→ Set exercise
Lay out every line of the following records as a numbered list, omitting blank lines.

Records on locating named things
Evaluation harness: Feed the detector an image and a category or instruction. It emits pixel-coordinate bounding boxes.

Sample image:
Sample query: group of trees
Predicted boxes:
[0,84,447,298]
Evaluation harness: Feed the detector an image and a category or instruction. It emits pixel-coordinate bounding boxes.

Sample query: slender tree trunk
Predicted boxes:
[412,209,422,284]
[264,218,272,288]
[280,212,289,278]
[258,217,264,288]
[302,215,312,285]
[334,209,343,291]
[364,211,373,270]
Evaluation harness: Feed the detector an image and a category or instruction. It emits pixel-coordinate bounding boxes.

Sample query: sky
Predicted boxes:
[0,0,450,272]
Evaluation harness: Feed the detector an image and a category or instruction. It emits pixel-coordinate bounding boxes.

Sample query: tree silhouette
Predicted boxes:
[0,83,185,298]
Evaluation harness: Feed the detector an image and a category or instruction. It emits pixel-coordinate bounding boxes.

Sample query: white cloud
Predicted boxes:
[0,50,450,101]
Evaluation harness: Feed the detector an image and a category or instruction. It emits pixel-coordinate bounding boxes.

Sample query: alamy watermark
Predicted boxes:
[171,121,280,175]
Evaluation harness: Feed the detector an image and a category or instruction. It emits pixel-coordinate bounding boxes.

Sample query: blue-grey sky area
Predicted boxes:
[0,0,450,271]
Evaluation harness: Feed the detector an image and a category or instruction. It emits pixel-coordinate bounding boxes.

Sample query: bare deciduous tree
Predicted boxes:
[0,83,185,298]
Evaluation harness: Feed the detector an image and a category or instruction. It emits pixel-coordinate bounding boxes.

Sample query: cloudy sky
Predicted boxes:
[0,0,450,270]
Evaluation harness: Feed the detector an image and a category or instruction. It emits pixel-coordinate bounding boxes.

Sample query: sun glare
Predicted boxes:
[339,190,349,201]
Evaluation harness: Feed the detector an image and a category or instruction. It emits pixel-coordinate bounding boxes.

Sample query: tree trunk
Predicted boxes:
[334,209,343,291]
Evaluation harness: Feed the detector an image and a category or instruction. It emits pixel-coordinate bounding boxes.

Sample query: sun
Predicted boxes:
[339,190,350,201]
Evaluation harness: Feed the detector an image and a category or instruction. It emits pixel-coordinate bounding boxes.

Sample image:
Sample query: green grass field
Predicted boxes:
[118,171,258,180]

→ Response below
1. Evaluation harness: Feed the detector an image and a category or instruction. It emits pixel-coordinate bounding boxes.
2. Sample image:
3. Sample query: group of trees
4. Predicted boxes:
5. [0,84,447,298]
6. Evaluation harness: Feed the detector an image and a category or instruction. It emits pixel-coordinate bounding boxes.
7. Sample query: slender tree trunk
8. Predicted boxes:
9. [412,209,422,284]
10. [264,218,272,288]
11. [280,212,289,278]
12. [258,217,264,288]
13. [302,215,312,285]
14. [334,209,343,291]
15. [364,211,373,270]
16. Evaluation harness: Feed the detector an image and a category or instruction. It emits pixel-coordinate bounding boxes.
17. Sample query: sky
18. Predicted boxes:
19. [0,0,450,272]
20. Evaluation harness: Feed the detector an image and a category or instruction. It emits pixel-coordinate bounding boxes.
21. Sample query: tree silhouette
22. Predicted boxes:
23. [0,83,185,298]
24. Evaluation harness: Feed the detector an image and a category or instruction. It emits pixel-coordinate bounding boxes.
25. Sample query: white cloud
26. Predicted boxes:
27. [0,50,450,101]
28. Evaluation harness: Feed the detector an image and a category or instruction. It emits pixel-coordinate bounding boxes.
29. Sample query: alamy watermark
30. Predicted boxes:
31. [171,121,280,175]
32. Evaluation harness: Feed the detector an image and a category or instruction. It emits pixel-coordinate bounding boxes.
33. Sample query: blue-grey sky area
34. Predicted boxes:
35. [0,0,450,271]
36. Evaluation harness: Feed the detector an image and a category or instruction. It emits pixel-coordinate bounding boxes.
37. Sample query: bare deciduous tree
38. Predicted boxes:
39. [0,83,185,298]
40. Evaluation harness: Feed the detector an image and a category or instruction. It emits pixel-coordinate bounding boxes.
41. Sample query: cloudy sky
42. Predicted boxes:
43. [0,0,450,270]
44. Evaluation harness: Feed the detector an image and a category or instruction. It emits pixel-coordinate bounding boxes.
45. Sample query: sun glare
46. Predicted boxes:
47. [339,190,349,201]
48. Evaluation harness: Feed the detector an image and a category or instruction. It emits pixel-coordinate bounding boxes.
49. Sample query: tree trunk
50. Predicted boxes:
51. [334,209,343,291]
52. Evaluation harness: Feed the detector an image and a category or instruction. It emits pixel-coordinate bounding boxes.
53. Sample query: sun
54. Predicted boxes:
55. [339,190,350,201]
56. Evaluation harness: Feed the detector an image and a category or instruction. It emits pixel-coordinate bounding boxes.
57. Sample image:
58. Sample query: green grass field
59. Predicted boxes:
60. [118,171,258,180]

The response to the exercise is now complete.